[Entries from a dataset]
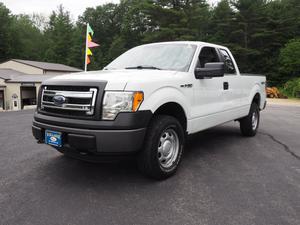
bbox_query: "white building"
[0,59,81,110]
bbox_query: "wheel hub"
[158,128,179,168]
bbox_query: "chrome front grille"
[41,86,97,116]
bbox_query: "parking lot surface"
[0,105,300,225]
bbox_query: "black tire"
[240,102,260,137]
[137,115,185,180]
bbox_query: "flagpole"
[84,23,89,72]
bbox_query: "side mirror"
[195,62,225,79]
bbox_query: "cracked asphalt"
[0,105,300,225]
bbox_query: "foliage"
[0,0,300,85]
[279,38,300,78]
[281,78,300,98]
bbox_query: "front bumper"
[32,111,152,154]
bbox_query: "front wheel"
[137,115,184,180]
[240,102,260,137]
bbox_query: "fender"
[248,83,263,110]
[140,86,190,119]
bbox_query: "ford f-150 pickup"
[32,42,266,179]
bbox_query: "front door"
[192,47,227,132]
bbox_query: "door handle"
[223,82,229,90]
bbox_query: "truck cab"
[32,42,266,179]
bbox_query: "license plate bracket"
[45,130,62,147]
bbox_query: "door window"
[220,49,236,74]
[197,47,220,68]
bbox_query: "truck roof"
[139,41,227,49]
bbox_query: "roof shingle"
[12,59,82,72]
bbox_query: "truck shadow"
[40,122,241,185]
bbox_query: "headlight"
[102,91,144,120]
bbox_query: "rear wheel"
[137,115,184,180]
[240,102,260,137]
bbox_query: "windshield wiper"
[125,66,161,70]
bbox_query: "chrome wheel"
[251,111,258,130]
[158,128,180,169]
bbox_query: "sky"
[0,0,218,20]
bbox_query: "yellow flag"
[88,34,92,42]
[87,48,93,55]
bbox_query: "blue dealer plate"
[45,130,62,147]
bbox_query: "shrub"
[282,78,300,98]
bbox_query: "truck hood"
[49,69,177,90]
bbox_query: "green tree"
[10,15,44,60]
[278,38,300,82]
[44,5,75,64]
[0,2,13,62]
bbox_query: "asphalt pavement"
[0,105,300,225]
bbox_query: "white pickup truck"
[32,42,266,179]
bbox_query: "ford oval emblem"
[53,95,66,105]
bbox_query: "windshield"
[106,44,197,72]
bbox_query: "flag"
[84,24,100,71]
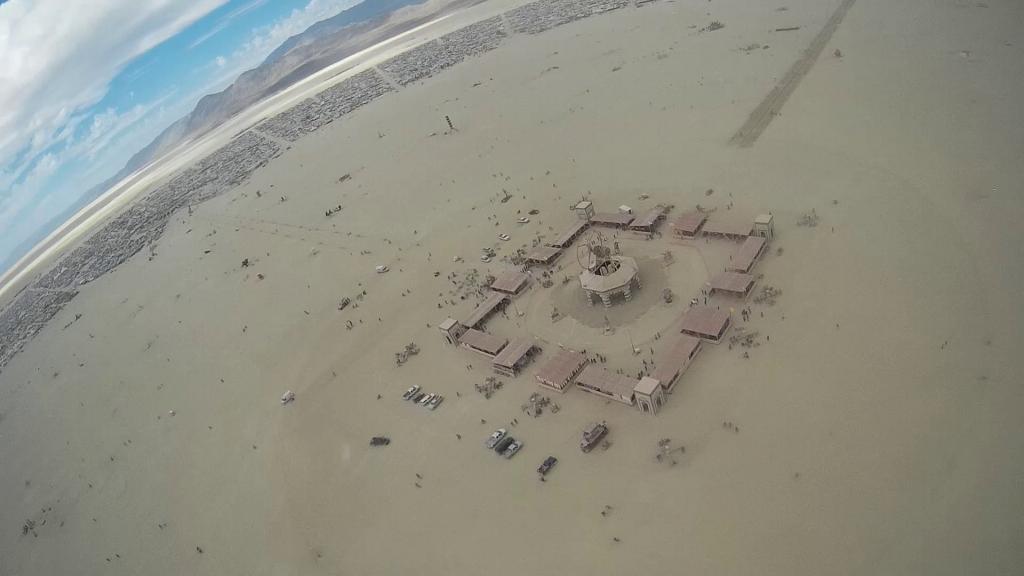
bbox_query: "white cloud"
[188,0,267,50]
[239,0,360,60]
[0,0,226,166]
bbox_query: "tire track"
[729,0,857,148]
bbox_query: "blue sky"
[0,0,358,263]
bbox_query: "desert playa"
[0,0,1024,575]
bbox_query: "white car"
[484,428,508,449]
[502,440,522,458]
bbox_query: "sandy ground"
[0,0,1024,576]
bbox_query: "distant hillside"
[113,0,444,180]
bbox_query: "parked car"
[484,428,508,448]
[537,456,558,476]
[502,440,522,458]
[495,436,515,454]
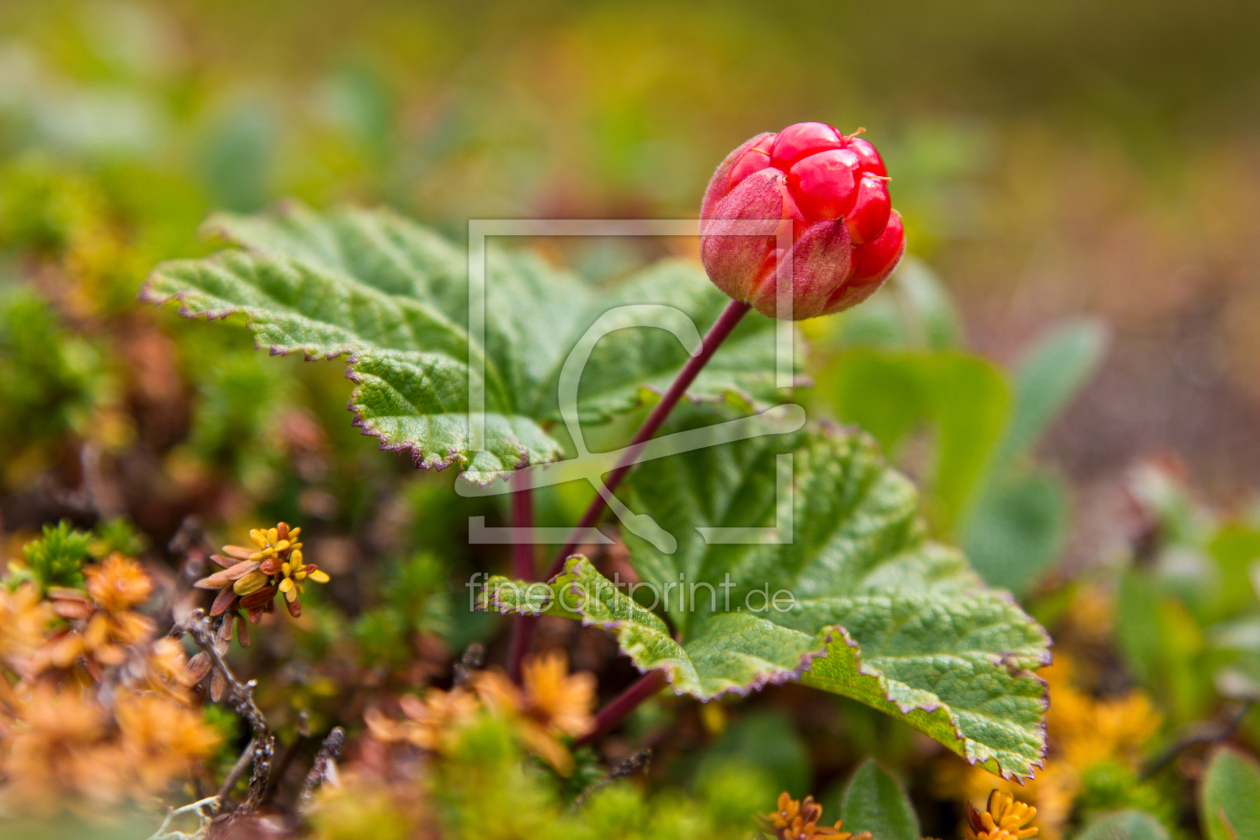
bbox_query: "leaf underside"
[140,204,779,484]
[485,427,1050,777]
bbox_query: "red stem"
[577,670,665,747]
[543,301,752,581]
[508,471,538,683]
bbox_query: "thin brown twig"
[181,610,276,820]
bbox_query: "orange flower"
[0,685,122,812]
[520,651,596,738]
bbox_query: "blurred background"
[0,0,1260,836]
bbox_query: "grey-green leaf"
[840,758,921,840]
[1076,810,1168,840]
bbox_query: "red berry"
[770,122,845,173]
[849,137,888,175]
[730,149,770,189]
[849,213,906,286]
[788,149,858,222]
[844,175,892,244]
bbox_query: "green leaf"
[828,350,1009,533]
[1076,810,1168,840]
[141,204,779,482]
[696,710,811,800]
[1200,747,1260,840]
[486,420,1050,776]
[840,758,921,840]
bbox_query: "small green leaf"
[1200,747,1260,840]
[141,204,779,482]
[1076,810,1168,840]
[486,420,1050,776]
[840,758,921,840]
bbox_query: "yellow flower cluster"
[364,651,596,775]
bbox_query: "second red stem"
[543,301,752,581]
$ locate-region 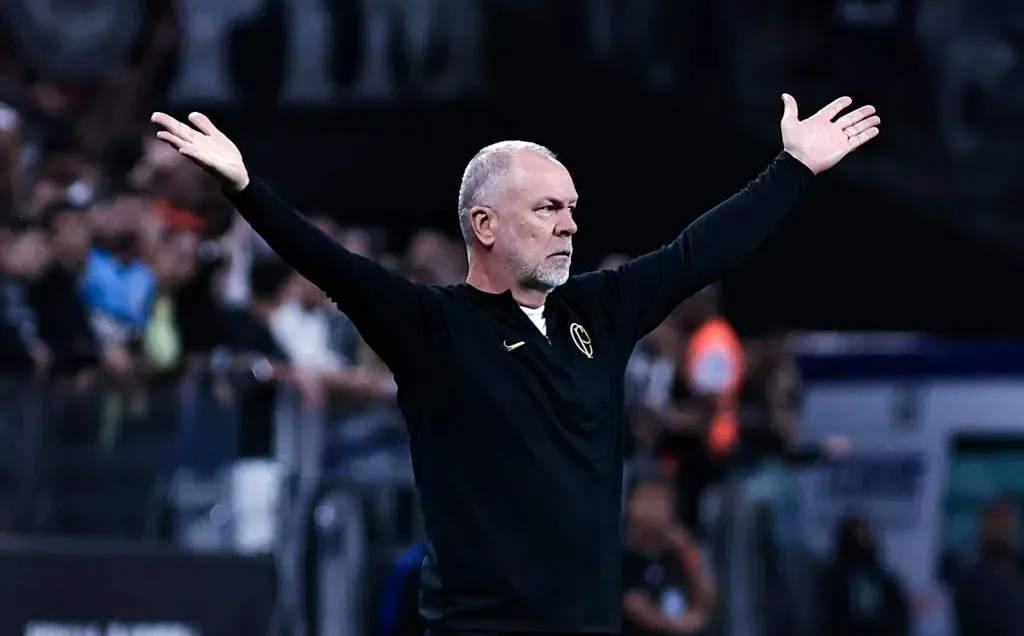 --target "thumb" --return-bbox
[782,93,800,123]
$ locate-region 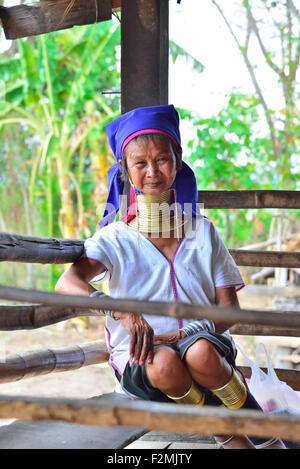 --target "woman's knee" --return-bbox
[146,347,190,390]
[185,339,230,372]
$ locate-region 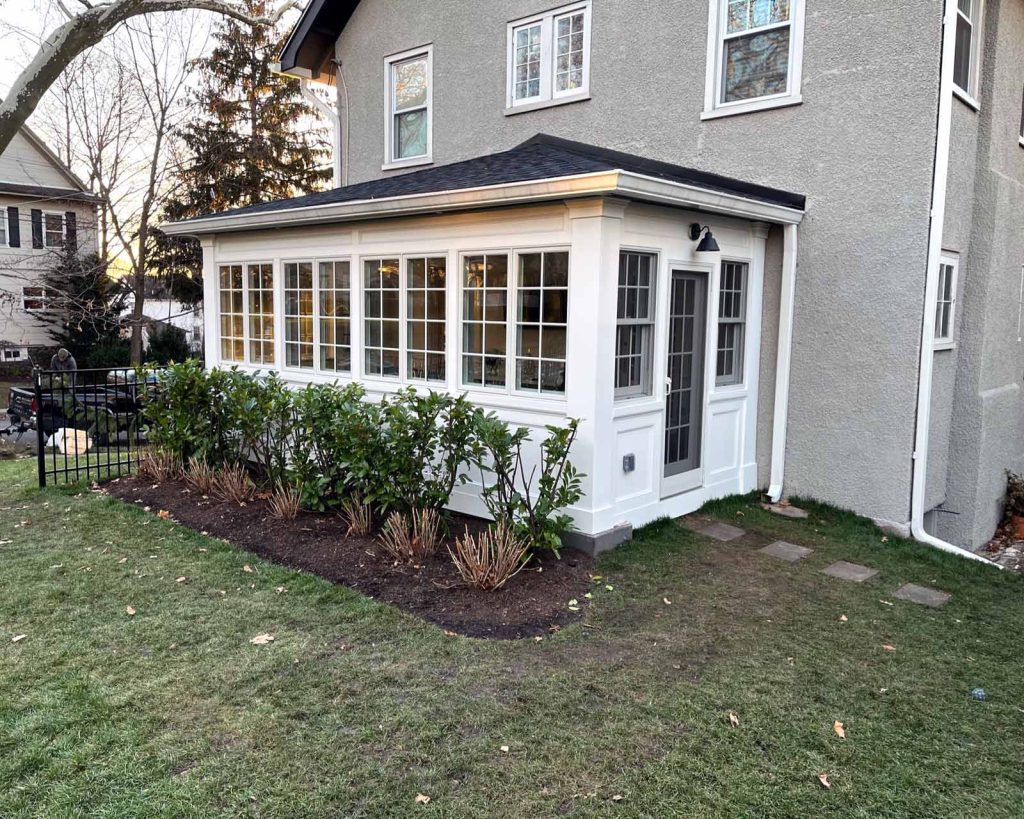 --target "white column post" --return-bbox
[566,199,628,535]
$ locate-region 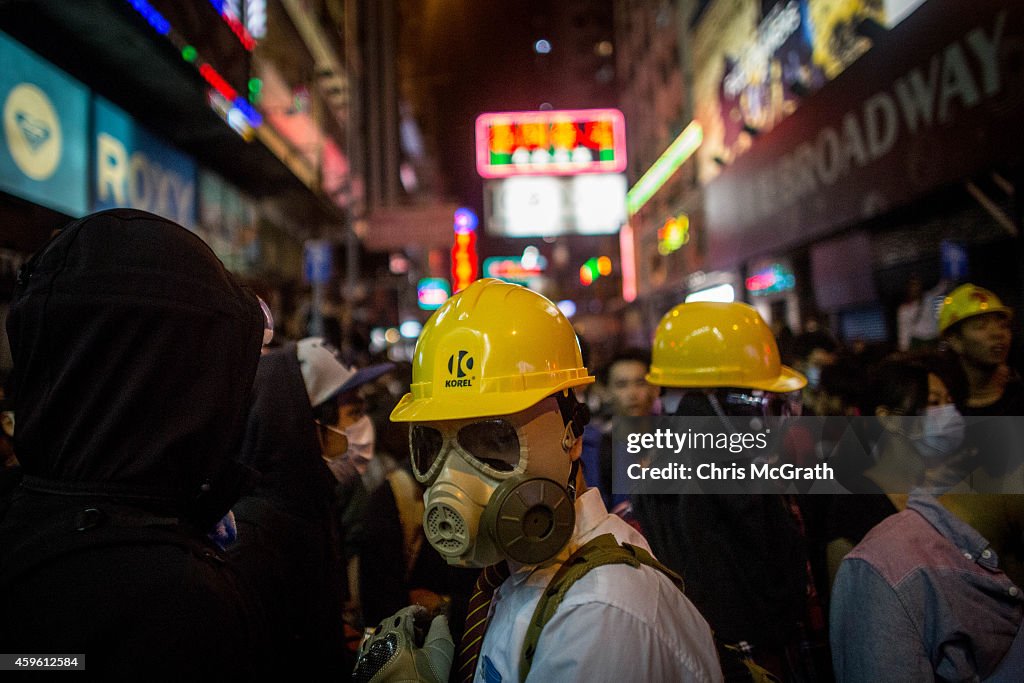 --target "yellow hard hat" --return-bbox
[391,279,594,422]
[647,301,807,393]
[939,283,1014,334]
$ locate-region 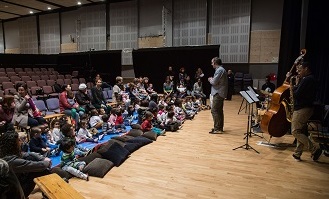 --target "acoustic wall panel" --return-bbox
[18,16,39,54]
[211,0,251,63]
[39,13,60,54]
[109,0,138,65]
[0,25,5,53]
[79,5,106,51]
[173,0,207,46]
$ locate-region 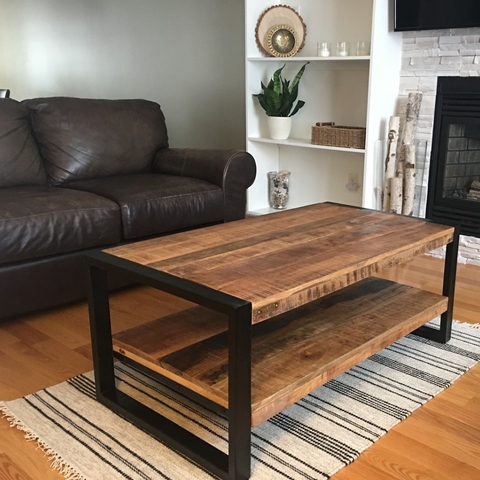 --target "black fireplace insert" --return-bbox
[426,77,480,238]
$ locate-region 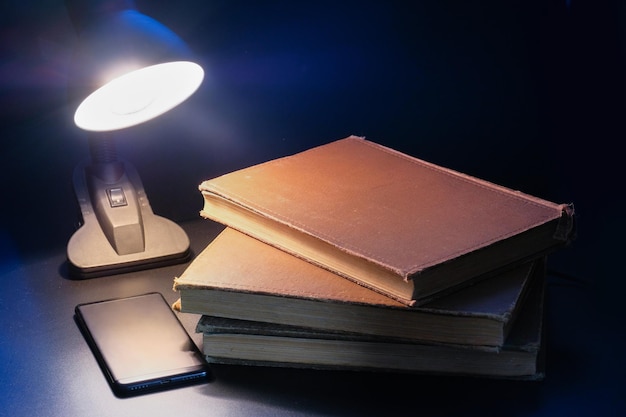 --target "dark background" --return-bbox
[0,0,626,412]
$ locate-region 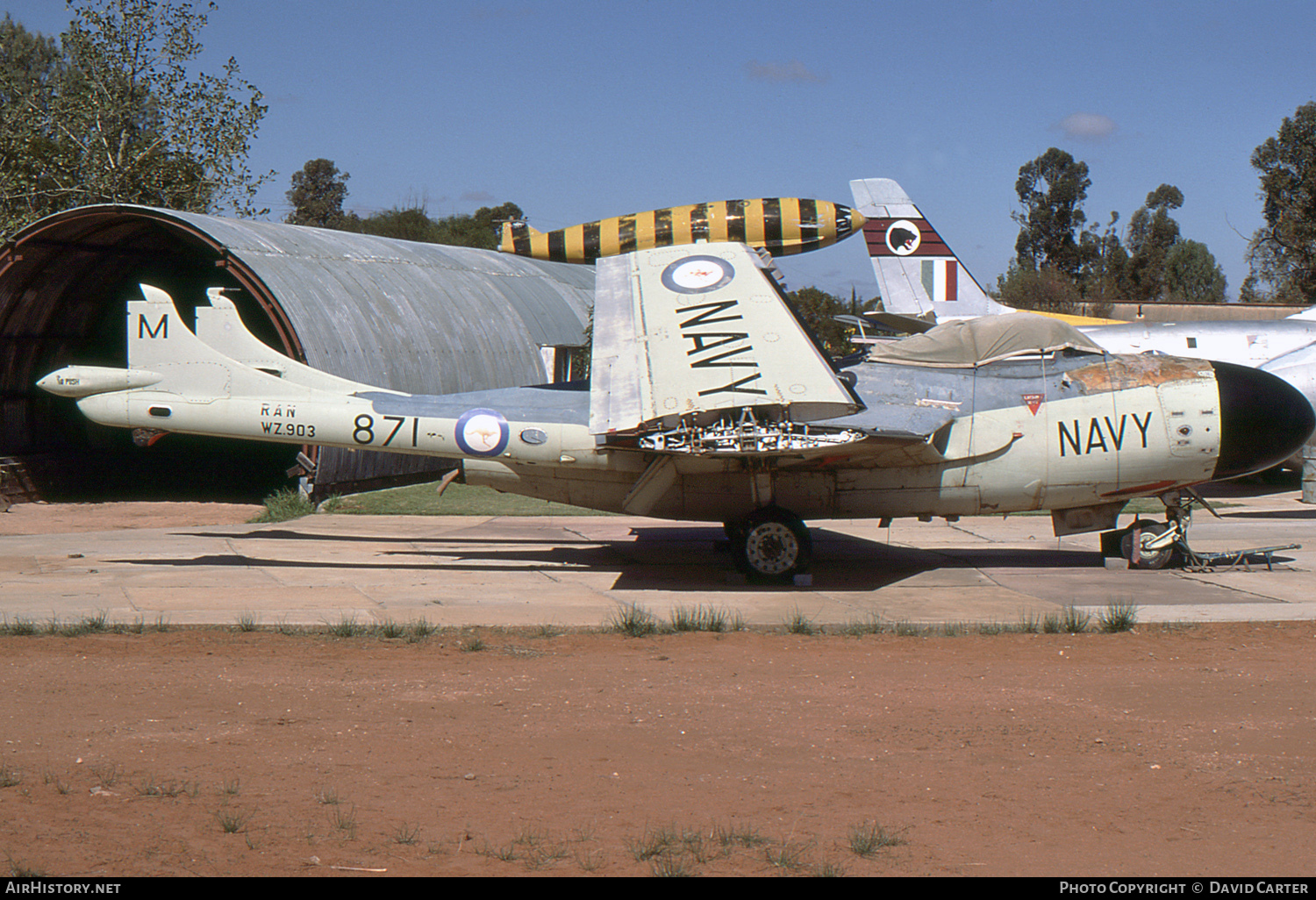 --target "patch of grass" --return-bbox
[407,618,439,641]
[136,778,202,799]
[711,825,769,850]
[849,823,905,860]
[331,804,357,841]
[5,854,46,878]
[91,763,124,787]
[329,616,368,637]
[608,603,658,637]
[649,857,699,878]
[841,613,889,637]
[1061,605,1092,634]
[671,604,745,634]
[247,489,316,523]
[41,768,73,795]
[786,607,823,636]
[763,841,810,873]
[1097,600,1139,634]
[0,616,37,637]
[379,618,407,641]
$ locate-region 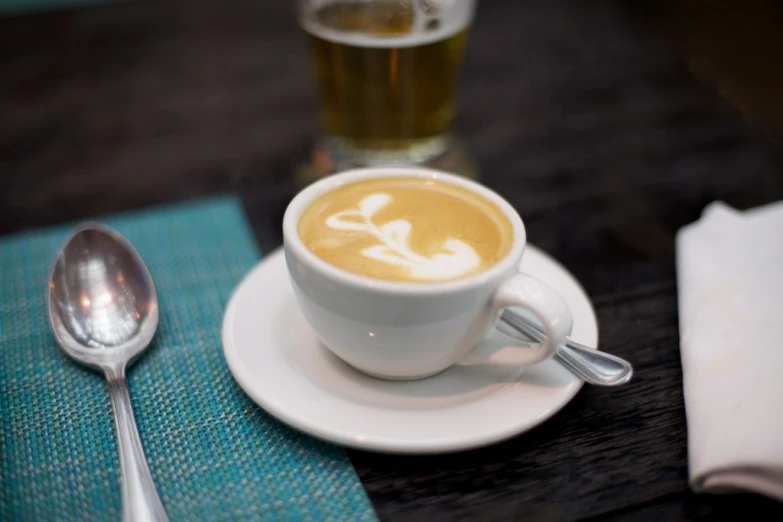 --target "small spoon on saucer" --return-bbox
[498,310,633,386]
[47,224,168,522]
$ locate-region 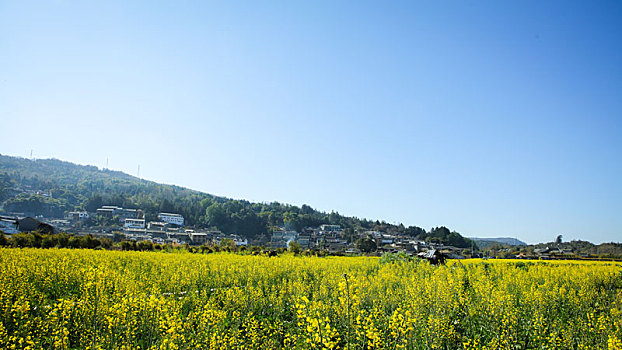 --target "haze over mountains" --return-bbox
[0,155,620,247]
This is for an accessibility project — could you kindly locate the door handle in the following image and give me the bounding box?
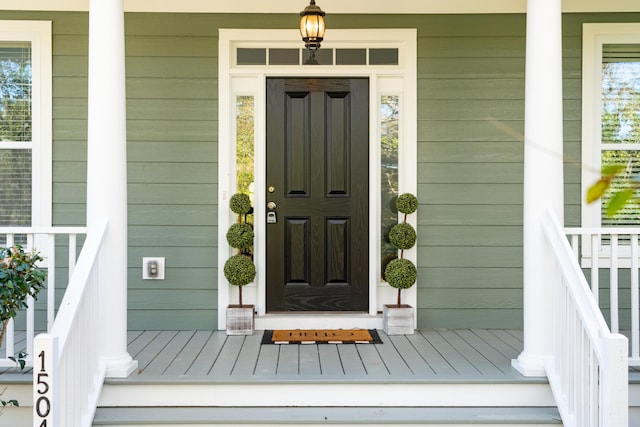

Exercise requirements
Please output the stretch from the start of the lines through the line containing "[125,66,161,70]" as a two-column CSV with the headers text and answer, one row for each line of text paired with its answer. Put each in a single quoted field with line breaks turned into spaces, and leave the pictures out.

Full response
text,answer
"bbox_query: ""white building""","[0,59,81,110]"
"bbox_query: ""wheel hub""","[158,128,179,168]"
"bbox_query: ""chrome front grille""","[41,86,97,116]"
"bbox_query: ""parking lot surface""","[0,105,300,225]"
"bbox_query: ""black tire""","[240,102,260,137] [137,115,185,180]"
"bbox_query: ""flagpole""","[84,23,89,72]"
"bbox_query: ""side mirror""","[195,62,225,79]"
"bbox_query: ""cracked asphalt""","[0,105,300,225]"
"bbox_query: ""foliage""","[0,0,300,85] [279,38,300,78] [281,78,300,98]"
"bbox_query: ""front bumper""","[32,111,152,154]"
"bbox_query: ""front wheel""","[137,115,184,180] [240,102,260,137]"
"bbox_query: ""fender""","[248,83,263,110] [140,86,190,119]"
"bbox_query: ""ford f-150 pickup""","[32,42,266,179]"
"bbox_query: ""front door""","[192,47,227,132]"
"bbox_query: ""door handle""","[223,82,229,90]"
"bbox_query: ""truck cab""","[32,42,266,179]"
"bbox_query: ""license plate bracket""","[45,130,62,147]"
"bbox_query: ""door window""","[220,49,236,74] [197,47,220,68]"
"bbox_query: ""truck roof""","[139,41,227,49]"
"bbox_query: ""roof shingle""","[12,59,82,72]"
"bbox_query: ""truck shadow""","[40,122,241,185]"
"bbox_query: ""headlight""","[102,91,144,120]"
"bbox_query: ""rear wheel""","[137,115,184,180] [240,102,260,137]"
"bbox_query: ""windshield wiper""","[125,66,161,70]"